[Start of section]

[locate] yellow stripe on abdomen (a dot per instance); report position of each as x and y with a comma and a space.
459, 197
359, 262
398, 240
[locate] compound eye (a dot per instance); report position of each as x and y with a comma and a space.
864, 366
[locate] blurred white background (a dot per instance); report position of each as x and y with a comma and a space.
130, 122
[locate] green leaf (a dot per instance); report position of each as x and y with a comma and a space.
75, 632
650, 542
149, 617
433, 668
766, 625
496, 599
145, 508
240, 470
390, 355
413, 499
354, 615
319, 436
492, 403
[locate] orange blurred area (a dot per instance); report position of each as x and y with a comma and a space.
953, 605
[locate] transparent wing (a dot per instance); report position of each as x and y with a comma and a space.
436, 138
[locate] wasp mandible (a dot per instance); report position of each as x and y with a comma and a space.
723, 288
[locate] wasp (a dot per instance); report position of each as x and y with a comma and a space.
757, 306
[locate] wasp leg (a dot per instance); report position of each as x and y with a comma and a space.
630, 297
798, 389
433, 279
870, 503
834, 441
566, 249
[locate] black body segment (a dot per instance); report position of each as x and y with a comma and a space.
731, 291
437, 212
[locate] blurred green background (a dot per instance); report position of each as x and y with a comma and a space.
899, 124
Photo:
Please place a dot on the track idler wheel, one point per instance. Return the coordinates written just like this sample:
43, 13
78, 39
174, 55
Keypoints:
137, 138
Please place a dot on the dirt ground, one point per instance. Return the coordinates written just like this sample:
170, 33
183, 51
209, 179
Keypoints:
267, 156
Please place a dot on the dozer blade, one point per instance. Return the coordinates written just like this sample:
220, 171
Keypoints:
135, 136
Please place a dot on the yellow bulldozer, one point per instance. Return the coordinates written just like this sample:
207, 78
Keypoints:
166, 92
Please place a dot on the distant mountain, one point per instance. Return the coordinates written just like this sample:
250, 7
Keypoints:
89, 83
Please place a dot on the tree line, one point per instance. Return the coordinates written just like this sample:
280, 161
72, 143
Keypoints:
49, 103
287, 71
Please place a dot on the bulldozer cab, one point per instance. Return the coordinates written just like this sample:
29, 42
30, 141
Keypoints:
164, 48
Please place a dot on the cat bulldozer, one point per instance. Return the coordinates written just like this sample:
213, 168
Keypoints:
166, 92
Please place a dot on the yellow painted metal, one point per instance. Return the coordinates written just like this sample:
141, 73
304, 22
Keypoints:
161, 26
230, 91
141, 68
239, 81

[End of section]
[Start of section]

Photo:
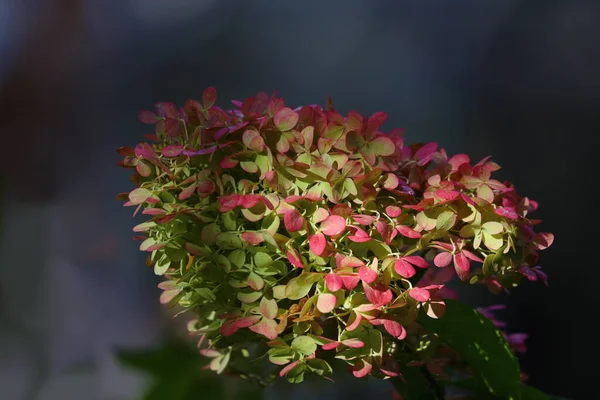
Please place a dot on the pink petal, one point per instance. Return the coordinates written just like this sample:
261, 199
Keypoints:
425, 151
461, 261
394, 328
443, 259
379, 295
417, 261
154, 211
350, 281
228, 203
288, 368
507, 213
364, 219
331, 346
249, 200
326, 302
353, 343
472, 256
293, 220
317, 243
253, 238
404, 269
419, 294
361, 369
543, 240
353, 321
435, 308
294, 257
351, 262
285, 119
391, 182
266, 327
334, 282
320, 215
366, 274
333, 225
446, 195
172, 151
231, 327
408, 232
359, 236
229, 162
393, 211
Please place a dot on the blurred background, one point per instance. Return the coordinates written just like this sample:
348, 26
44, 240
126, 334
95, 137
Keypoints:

[End of section]
[Start of section]

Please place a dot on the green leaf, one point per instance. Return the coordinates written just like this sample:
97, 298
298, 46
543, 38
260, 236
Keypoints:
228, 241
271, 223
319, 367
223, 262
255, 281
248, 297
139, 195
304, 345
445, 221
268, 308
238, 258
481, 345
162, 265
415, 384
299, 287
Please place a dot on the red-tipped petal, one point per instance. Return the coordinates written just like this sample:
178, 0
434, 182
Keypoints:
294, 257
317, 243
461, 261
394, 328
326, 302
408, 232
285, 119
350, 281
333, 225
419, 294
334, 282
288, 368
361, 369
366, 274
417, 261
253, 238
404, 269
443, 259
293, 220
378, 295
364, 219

[End of section]

### Work instruction:
Out of the entries, pull every line that mentions "petal".

### Solution for this task:
Please place a dot on the pink petal, one point per instance. Return the coordinates written just like this sample:
Please place a dot on the red-tipped petal, one point per instance. Return the coordinates written just like this sample:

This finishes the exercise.